===== Passage extrait
Ce sondage montre donc l’ampleur du défi à relever : d’un côté, les dynamiques territoriales observables vont à l’encontre des politiques de la lutte contre l’artificialisation des sols et de réduction des émissions de gaz à effet de serre ; de l’autre, la crise des gilets jaunes l’a montré, la ville bas-carbone ne peut être un horizon atteignable que si elle parvient à remporter l’adhésion de ses habitants et si elle respecte le principe d’équité sociale et territoriale. Cela signifie très concrètement qu’elle ne peut pas se faire en privant les plus vulnérables de leur capacité à agir au quotidien et en limitant leur accès au logement et à la mobilité. Or, comme le rappelle Marc-Olivier Padis, le logement est un secteur à évolution lente. La conjonction d’une mobilité résidentielle faible et d’un parc immobilier se renouvelant au rythme d’1% par an seulement conduit à ce que 80% du parc de 2041 est déjà construit. Il est donc crucial d’élaborer une stratégie bas-carbone qui prenne en considération le fait urbain périphérique et non qui le nie pour ne proposer que des mesures concernant les villes centres dont l’impact médiatique est, il est vrai, plus fort.
==========
===== Données fournies
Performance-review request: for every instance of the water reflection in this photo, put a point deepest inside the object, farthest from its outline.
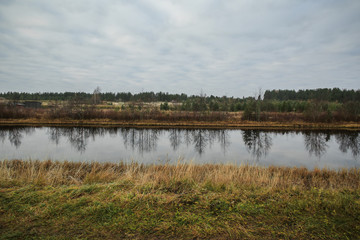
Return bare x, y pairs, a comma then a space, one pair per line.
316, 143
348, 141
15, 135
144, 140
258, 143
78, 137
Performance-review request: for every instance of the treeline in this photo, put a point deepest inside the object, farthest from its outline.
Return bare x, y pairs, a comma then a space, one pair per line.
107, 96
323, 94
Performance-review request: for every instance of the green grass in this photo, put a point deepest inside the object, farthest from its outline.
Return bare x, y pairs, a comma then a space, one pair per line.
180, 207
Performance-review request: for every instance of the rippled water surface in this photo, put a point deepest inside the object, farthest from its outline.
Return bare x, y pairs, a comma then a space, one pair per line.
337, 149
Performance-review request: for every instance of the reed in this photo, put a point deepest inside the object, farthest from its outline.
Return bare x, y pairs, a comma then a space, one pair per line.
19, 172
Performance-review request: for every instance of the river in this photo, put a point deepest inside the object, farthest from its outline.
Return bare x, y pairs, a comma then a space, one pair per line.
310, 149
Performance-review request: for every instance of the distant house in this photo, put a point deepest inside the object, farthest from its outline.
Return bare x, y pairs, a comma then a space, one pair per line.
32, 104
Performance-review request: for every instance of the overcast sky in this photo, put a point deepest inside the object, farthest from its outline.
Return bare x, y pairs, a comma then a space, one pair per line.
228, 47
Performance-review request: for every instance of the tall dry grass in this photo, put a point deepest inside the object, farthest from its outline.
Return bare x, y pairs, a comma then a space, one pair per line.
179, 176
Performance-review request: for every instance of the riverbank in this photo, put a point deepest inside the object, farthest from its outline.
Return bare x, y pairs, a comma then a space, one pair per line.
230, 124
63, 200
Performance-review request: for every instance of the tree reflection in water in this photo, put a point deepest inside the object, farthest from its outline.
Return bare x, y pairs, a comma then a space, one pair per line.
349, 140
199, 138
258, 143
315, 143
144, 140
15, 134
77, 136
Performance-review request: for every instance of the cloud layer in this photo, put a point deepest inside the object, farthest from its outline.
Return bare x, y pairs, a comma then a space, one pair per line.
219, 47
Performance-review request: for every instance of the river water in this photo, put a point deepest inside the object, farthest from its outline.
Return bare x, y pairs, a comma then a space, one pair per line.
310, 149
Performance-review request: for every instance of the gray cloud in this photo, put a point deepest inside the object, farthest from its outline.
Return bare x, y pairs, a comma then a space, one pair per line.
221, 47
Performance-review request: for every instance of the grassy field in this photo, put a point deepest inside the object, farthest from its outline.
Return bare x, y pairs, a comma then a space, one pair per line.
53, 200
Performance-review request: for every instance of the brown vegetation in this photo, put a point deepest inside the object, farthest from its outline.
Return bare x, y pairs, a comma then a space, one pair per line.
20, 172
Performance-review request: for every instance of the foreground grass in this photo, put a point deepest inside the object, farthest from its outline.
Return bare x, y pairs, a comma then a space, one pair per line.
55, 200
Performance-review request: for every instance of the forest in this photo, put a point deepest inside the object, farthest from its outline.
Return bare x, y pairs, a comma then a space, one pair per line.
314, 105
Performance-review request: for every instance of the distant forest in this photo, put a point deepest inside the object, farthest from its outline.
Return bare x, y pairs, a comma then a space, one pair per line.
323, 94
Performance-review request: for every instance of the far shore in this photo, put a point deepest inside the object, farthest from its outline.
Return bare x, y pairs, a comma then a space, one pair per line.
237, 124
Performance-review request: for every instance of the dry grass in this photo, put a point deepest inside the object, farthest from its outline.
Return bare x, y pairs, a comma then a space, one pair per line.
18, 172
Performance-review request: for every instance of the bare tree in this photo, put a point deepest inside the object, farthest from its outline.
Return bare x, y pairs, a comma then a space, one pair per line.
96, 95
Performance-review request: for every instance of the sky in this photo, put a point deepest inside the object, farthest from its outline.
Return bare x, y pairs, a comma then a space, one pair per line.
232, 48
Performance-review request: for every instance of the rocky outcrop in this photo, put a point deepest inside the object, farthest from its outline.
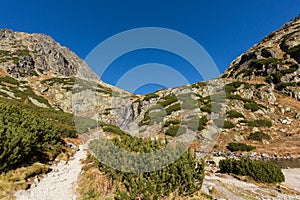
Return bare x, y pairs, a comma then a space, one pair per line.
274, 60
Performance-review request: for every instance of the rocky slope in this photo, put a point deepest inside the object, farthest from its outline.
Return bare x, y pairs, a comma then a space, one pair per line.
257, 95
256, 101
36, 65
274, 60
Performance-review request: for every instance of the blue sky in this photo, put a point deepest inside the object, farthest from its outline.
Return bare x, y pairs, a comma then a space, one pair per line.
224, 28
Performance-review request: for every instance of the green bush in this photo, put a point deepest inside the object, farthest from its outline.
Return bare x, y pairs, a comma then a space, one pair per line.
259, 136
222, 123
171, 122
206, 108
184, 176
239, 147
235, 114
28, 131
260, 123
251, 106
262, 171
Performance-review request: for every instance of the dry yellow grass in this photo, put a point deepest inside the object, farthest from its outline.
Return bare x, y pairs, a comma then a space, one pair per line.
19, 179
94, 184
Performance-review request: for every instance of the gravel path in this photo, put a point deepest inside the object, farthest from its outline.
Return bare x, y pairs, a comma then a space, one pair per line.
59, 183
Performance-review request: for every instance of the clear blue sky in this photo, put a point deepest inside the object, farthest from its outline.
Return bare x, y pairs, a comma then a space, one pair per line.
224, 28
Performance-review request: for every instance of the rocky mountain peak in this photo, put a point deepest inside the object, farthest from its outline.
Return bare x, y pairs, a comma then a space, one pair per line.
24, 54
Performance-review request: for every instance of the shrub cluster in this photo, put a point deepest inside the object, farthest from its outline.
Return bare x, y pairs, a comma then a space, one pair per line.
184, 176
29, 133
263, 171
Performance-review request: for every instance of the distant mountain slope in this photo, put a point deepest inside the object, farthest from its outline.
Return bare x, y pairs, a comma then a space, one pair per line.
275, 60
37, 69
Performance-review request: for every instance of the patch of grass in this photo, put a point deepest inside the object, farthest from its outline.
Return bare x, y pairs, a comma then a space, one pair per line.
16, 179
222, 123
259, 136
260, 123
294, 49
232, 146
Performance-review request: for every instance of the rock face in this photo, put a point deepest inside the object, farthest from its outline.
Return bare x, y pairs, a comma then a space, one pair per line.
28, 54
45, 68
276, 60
==========
◆ Consignes ◆
(1) D'après le passage sur la ville bas-carbone, à quel rythme annuel le parc immobilier se renouvelle-t-il ?
(2) Reproduisez à l'identique les lignes de la liste, depuis celle qui contient "Performance-review request: for every instance of the shrub" jusqu'à la dernière ligne de la liste, bornes comprises.

◆ Corrigé des exercices ◆
(1) Au rythme d'1 % par an seulement.

(2)
Performance-review request: for every instance of the shrub cluster in this photo, put a point deepest inside the object, farthest from its outline.
Return bare x, y pairs, a comma then a space, one pair per line.
184, 176
29, 133
263, 171
Performance-review request: for every instance of the distant mountain slope in this photo, put a point deepest inside the object, farthest from its outline.
Return bare x, y pairs, a comma then a space, one pair per line.
275, 60
37, 69
Performance-review request: for every instance of the patch of grass in this photo, put a point deepest inside the object, farthest from its outline.
Return bare x, y pairs, a comma then a space, one pair per line.
16, 179
222, 123
259, 136
260, 123
294, 49
232, 146
Performance-review request: for every instance of the rock face in this photo, put a point deepest inside the object, farthest from its outline.
Return bare x, y pairs, a comma then a space, one pair per line.
28, 54
45, 68
276, 60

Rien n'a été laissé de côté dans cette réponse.